▶ [Data for this exercise]:

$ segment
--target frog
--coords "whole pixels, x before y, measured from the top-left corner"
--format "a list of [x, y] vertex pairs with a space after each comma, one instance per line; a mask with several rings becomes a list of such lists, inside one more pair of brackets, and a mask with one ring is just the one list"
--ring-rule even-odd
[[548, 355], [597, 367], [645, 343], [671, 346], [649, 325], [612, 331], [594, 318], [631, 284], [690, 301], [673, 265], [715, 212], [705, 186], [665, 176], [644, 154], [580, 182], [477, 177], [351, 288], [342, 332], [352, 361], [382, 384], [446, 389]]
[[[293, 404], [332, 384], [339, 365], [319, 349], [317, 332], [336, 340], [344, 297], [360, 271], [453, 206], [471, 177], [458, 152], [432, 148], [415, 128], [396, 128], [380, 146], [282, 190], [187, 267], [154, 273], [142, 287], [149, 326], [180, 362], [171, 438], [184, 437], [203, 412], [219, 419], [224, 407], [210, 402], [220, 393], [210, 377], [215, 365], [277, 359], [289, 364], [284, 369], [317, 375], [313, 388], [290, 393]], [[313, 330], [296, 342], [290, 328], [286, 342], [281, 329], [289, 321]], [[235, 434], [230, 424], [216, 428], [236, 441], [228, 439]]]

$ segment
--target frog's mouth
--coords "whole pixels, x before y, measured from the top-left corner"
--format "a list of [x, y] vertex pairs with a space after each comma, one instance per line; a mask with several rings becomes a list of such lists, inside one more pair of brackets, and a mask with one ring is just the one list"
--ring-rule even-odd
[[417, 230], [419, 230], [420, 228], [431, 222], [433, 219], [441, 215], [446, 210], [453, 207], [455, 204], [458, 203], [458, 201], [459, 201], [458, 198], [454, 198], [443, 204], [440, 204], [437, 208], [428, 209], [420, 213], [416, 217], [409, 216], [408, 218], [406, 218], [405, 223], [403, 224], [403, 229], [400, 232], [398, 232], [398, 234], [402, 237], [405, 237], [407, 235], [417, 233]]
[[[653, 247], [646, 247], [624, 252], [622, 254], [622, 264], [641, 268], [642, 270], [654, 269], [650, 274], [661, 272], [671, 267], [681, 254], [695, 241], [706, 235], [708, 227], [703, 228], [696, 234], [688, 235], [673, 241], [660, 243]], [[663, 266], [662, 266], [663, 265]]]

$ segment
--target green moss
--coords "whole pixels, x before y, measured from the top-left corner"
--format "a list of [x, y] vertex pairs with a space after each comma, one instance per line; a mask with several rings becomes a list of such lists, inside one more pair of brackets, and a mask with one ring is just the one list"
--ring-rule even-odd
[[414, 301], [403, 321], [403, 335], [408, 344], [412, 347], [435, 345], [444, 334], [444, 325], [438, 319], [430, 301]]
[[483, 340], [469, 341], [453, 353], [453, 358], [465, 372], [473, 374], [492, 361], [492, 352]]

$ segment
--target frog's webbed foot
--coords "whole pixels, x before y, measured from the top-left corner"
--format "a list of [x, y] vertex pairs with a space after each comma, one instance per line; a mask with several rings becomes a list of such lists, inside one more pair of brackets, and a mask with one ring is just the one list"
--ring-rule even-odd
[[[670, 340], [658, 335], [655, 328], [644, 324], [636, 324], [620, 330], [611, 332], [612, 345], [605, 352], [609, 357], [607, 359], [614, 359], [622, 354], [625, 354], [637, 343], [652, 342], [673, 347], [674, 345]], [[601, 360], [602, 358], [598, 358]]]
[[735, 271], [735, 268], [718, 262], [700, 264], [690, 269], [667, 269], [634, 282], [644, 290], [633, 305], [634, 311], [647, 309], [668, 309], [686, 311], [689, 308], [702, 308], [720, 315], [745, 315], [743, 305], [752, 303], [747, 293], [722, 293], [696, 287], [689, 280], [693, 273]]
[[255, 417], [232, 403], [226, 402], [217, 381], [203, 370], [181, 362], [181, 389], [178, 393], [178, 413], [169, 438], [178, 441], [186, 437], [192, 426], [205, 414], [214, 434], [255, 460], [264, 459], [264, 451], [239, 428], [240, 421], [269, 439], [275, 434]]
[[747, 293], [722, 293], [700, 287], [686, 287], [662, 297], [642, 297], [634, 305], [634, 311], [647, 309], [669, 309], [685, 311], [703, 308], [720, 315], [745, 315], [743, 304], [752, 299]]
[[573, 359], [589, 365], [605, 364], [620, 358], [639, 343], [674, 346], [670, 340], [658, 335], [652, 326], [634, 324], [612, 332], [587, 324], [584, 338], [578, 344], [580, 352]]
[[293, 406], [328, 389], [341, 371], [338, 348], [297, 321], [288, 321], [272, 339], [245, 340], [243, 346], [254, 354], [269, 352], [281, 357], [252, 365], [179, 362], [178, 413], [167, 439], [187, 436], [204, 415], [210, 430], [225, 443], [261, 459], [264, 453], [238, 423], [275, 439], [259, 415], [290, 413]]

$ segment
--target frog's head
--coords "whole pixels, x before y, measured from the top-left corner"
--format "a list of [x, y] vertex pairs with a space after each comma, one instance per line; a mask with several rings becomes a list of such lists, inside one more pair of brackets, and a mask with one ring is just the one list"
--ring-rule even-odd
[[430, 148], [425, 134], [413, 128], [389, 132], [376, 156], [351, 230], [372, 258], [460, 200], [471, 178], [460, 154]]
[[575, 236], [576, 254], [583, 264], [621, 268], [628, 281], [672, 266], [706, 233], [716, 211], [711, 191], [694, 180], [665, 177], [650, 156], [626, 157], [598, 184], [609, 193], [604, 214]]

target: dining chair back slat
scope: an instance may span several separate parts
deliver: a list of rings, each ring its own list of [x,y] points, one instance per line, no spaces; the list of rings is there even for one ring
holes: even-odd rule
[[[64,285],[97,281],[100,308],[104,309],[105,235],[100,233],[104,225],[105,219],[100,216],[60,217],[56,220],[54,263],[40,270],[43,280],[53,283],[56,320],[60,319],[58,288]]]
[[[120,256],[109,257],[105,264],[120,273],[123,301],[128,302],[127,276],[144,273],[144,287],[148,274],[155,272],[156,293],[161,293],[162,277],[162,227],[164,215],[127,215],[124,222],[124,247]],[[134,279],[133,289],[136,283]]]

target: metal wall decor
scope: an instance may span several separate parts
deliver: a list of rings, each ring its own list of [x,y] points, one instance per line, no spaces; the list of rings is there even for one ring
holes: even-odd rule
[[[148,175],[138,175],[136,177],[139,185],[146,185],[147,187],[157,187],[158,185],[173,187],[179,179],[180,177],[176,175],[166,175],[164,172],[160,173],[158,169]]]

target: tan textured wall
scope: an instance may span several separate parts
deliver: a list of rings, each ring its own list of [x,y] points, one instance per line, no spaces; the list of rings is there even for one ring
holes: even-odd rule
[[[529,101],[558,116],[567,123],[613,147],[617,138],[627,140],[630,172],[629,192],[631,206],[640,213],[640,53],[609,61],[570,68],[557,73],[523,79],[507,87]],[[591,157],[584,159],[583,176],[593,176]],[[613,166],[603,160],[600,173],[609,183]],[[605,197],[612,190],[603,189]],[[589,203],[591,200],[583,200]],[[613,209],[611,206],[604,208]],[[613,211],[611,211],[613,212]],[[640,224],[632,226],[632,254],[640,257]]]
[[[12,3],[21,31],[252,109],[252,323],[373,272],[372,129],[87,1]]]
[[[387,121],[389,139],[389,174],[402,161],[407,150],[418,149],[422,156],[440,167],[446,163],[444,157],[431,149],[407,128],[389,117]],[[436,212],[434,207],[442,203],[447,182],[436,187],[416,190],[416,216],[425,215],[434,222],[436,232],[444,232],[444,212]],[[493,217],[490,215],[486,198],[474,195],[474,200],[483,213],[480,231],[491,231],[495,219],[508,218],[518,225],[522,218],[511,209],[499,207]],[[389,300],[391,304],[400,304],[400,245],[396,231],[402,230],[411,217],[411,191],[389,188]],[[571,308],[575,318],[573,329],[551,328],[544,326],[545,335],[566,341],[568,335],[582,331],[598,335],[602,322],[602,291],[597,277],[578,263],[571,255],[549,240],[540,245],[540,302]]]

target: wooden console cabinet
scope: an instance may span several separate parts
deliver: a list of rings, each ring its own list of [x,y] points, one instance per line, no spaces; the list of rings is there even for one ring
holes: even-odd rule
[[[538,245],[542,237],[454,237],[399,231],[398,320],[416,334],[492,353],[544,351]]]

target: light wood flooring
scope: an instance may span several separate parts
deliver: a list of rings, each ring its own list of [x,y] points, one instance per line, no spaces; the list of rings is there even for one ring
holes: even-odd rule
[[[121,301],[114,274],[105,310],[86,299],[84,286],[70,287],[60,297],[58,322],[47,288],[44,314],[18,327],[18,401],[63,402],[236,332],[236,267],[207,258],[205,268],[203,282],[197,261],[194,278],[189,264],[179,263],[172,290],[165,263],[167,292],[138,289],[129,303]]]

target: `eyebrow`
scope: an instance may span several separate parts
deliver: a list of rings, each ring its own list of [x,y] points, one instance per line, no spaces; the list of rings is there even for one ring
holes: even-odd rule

▶ [Your objective]: Every line in the listing that holds "target" belongs in the answer.

▶ [Written solution]:
--target frog
--target frog's mouth
--target green moss
--target frog's webbed foot
--target frog's head
target: dining chair back slat
target: metal wall decor
target: tan textured wall
target: wooden console cabinet
target: light wood flooring
target: `eyebrow`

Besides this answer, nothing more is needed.